- [Exercise instructions]
**a)** According to the passage on ad testing, what is the goal when tracking the results of a split test?
**b)** List every ad element that the passage on ad testing says you can test.
**c)** Please extend the passage on ad testing, picking up after its last sentence.

- [Passage for review]
Segment Open

That depends entirely on your overall campaign budget:
You can vary these percentages but once you have set aside a certain amount of money for testing purposes, stop thinking that you can save it for the actual campaign by eliminating tests before they are finished.
Before setting a test budget, you must ensure it can cover the testing period advisable for the specific platform.
3. Test One Hypothesis at a Time
You can test an ad creative, copy, copy length, or even the platform it is on. But you cannot test all of these at the same time. Because if Ad A has a different copy and graphic than Ad B, you won't know for sure what makes Ad B perform better than Ad A. In the short term, you might be able to scale up your ad spend on Ad B and get a better cost per action.
But what if you tested ads A and B with just the copy variation?
You might find that Ad A's copy does better. And then conducting another test with Ad A's copy on two ads with different graphics, you might find Ad B's graphics doing well with the audience. Using Ad A's copy and B's graphics might get you the best ROI.
You gain long-term insights when you test for a single variable's effectiveness. You find out whether your customers like long-form text copy or short captions with plenty of emojis. You learn what kind of graphics attract your audience. Next time, you can test different variables.
4. Use Drastic Contrasts
Even if you want to test one thing at a time, you might have a problem.
What do you test first?
If you're starting out advertising for a brand that has never advertised before, you should test the hypothesis with the most significant variation.
For instance, if you're looking to test two fonts in an ad creative, you might be splitting hairs. But if you want to test a real-life talking head presenter against an animated one, you have a drastic enough contrast to get results in a shorter period.
5. Use Appropriate Tracking Strategies
Split-testing might make you feel smart, but if you track vanity metrics, you'll find out how to feel good while spending minimal money. But the goal isn't to pay the least for a like or a follow.
The goal is to pay the least amount possible to acquire a customer, which means tracking clicks and the entire customer journey. Different ad-serving platforms have their respective tracking tools that can help you figure out not just the volume of clicks but the quality of the traffic as well.

Segment Closed

- [Supplied data]

Segment Open

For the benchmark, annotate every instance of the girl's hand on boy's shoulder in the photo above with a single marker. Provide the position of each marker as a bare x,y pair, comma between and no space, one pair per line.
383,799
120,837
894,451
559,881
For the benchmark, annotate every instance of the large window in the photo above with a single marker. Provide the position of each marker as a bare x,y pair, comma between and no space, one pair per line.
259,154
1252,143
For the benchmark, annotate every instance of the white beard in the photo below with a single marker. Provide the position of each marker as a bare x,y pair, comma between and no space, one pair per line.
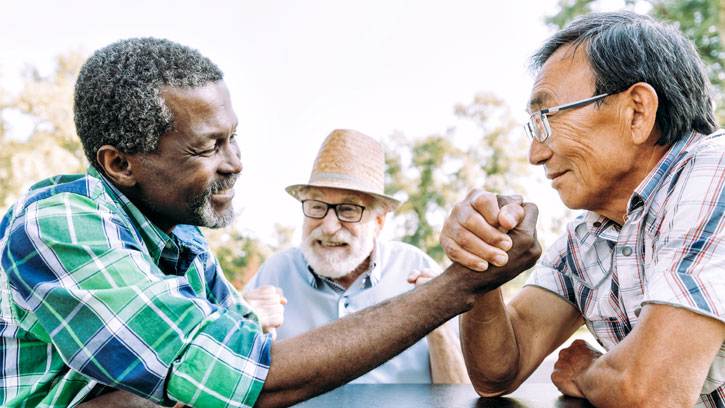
341,263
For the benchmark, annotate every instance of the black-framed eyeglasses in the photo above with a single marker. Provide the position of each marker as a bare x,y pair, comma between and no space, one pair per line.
538,125
345,212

Segment Closed

- [Responses to the exercise]
**a)** The goal is to pay the least amount possible to acquire a customer.

**b)** An ad creative, the copy, the copy length, and the platform the ad is on.

**c)**
Let's suppose you're advertising a brand of guitars. If one of your creatives features a photo of a guitar and another features a photo of a girl in yoga pants doing squats, the latter will get more likes and clicks. You can see which visitors are actually buying your product by tracking the customer journey via Google Analytics, Meta pixel, or any relevant tool.
6. Minimize Luck and Misfortune
Make sure you conduct ad tests during neutral periods, so misfortune and luck don't color your conclusions. If you had advertised Bitcoin-related products and services in early 2021, you would have received a lot of attention. If you run the same ads after the Bitcoin crash... well, the metrics would be wildly different.
7. Do not Jump to Conclusions
Testing one variable at a time and not conducting tests during periods of turmoil or peak spending can help you get the right idea. But put away your jump-to-conclusions mat because it can hinder your advertising efficiency.
To understand your audience, you must run over 100 split tests across multiple campaigns. And even then, they can surprise you with a sudden shift in taste. Talk about a moving target! It helps to run at least two tests per hypothesis before deciding that your audience likes a specific type of graphics, copy, presenters, or offers.
Even after multiple tests, your conclusions will be skewed by your subjective experience and perception. Moreover, findings that might be accurate for one campaign might be inaccurate for another.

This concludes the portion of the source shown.